Given task → Render every one of the records below as a numbered list, one line per entry, and omit any blank lines.

▬▬▬

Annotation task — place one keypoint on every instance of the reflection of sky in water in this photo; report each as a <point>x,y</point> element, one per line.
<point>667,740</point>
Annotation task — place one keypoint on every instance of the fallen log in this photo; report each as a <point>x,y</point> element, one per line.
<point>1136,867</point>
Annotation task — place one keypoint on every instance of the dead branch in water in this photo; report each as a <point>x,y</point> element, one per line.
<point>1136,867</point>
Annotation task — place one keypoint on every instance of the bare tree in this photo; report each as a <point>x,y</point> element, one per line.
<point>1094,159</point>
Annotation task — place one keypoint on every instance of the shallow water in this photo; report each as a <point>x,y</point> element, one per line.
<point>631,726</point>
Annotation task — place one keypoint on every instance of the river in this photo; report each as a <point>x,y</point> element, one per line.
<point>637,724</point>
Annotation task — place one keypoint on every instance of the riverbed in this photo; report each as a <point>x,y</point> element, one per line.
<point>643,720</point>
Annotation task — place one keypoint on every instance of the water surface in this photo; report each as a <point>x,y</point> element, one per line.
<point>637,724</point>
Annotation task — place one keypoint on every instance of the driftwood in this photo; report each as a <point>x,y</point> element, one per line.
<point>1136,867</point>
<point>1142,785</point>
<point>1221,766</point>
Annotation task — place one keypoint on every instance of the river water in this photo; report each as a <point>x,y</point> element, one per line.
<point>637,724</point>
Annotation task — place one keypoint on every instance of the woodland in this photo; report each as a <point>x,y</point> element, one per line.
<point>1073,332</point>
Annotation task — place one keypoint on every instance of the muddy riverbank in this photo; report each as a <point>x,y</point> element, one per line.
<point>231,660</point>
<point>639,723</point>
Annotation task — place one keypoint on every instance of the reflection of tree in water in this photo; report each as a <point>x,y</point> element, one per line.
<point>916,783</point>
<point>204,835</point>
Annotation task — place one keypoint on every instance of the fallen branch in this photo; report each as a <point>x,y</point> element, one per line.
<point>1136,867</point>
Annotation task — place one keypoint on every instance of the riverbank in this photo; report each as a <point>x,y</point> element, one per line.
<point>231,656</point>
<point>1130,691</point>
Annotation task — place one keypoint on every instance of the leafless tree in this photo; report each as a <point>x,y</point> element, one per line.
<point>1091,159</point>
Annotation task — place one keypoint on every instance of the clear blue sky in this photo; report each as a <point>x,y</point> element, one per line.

▬▬▬

Full solution →
1. Annotation task — place one keypoint on every instance of the reflection of sky in water in this photo; report each as a <point>x,y</point> element, one per line.
2. <point>667,740</point>
3. Annotation task — place one keypoint on every instance of the fallen log in this photo; report each as a <point>x,y</point> element, one per line.
4. <point>1136,867</point>
5. Annotation task — place one keypoint on every instance of the dead branch in water in this photo; report each as a <point>x,y</point> element, one per line.
6. <point>1136,867</point>
7. Annotation task — place one keypoint on every instance of the bare tree in this photo; report each as a <point>x,y</point> element, one per line.
8. <point>1094,159</point>
9. Annotation task — place one keypoint on every instance of the shallow water in this photo; report each as a <point>x,y</point> element, one per line.
10. <point>631,726</point>
11. Annotation task — place one keypoint on every instance of the river in this photo; report each as a <point>x,y</point> element, one per line.
12. <point>637,724</point>
13. Annotation task — place one keypoint on every instance of the riverbed in this photo; report each as a <point>x,y</point> element, one per line.
14. <point>643,720</point>
15. Annotation task — place one keypoint on every instance of the water surface in this photo; report each as a <point>x,y</point> element, one per line.
16. <point>637,724</point>
17. Annotation task — place one keypoint on every instance of the driftwood in this photo; report each as a <point>x,y</point> element, one per line.
18. <point>1136,867</point>
19. <point>1142,785</point>
20. <point>1221,766</point>
21. Annotation task — place one keypoint on every instance of the river water in this photo; report each as a <point>x,y</point> element, one per line.
22. <point>637,724</point>
23. Annotation task — place one keypoint on every instance of the woodland in this photo; report each as a <point>x,y</point> element, one per line.
24. <point>1073,332</point>
25. Annotation task — place one keypoint on every instance of the muddy riverbank in this photo; report each as a <point>x,y</point> element, one per line.
26. <point>231,660</point>
27. <point>639,723</point>
28. Annotation task — place one keypoint on every instance of the reflection of tree in water in this photo; report each as a <point>x,y</point> element, one per line.
29. <point>916,783</point>
30. <point>204,835</point>
31. Annotation task — place one keypoint on every instance of the fallen branch in this photo; report each as a <point>x,y</point> element, one per line.
32. <point>1136,867</point>
33. Annotation task — place one keypoint on every instance of the riverbank in this photo; report each as a <point>x,y</point> element, one per line.
34. <point>231,656</point>
35. <point>1130,691</point>
36. Annotation task — place one keypoint on every instance of the leafless tree in this photo; report each as a <point>x,y</point> element, one per line.
37. <point>1091,159</point>
38. Annotation task — place one keypoint on every instance of the clear blue sky in this photo; report each as a <point>x,y</point> element, one per line.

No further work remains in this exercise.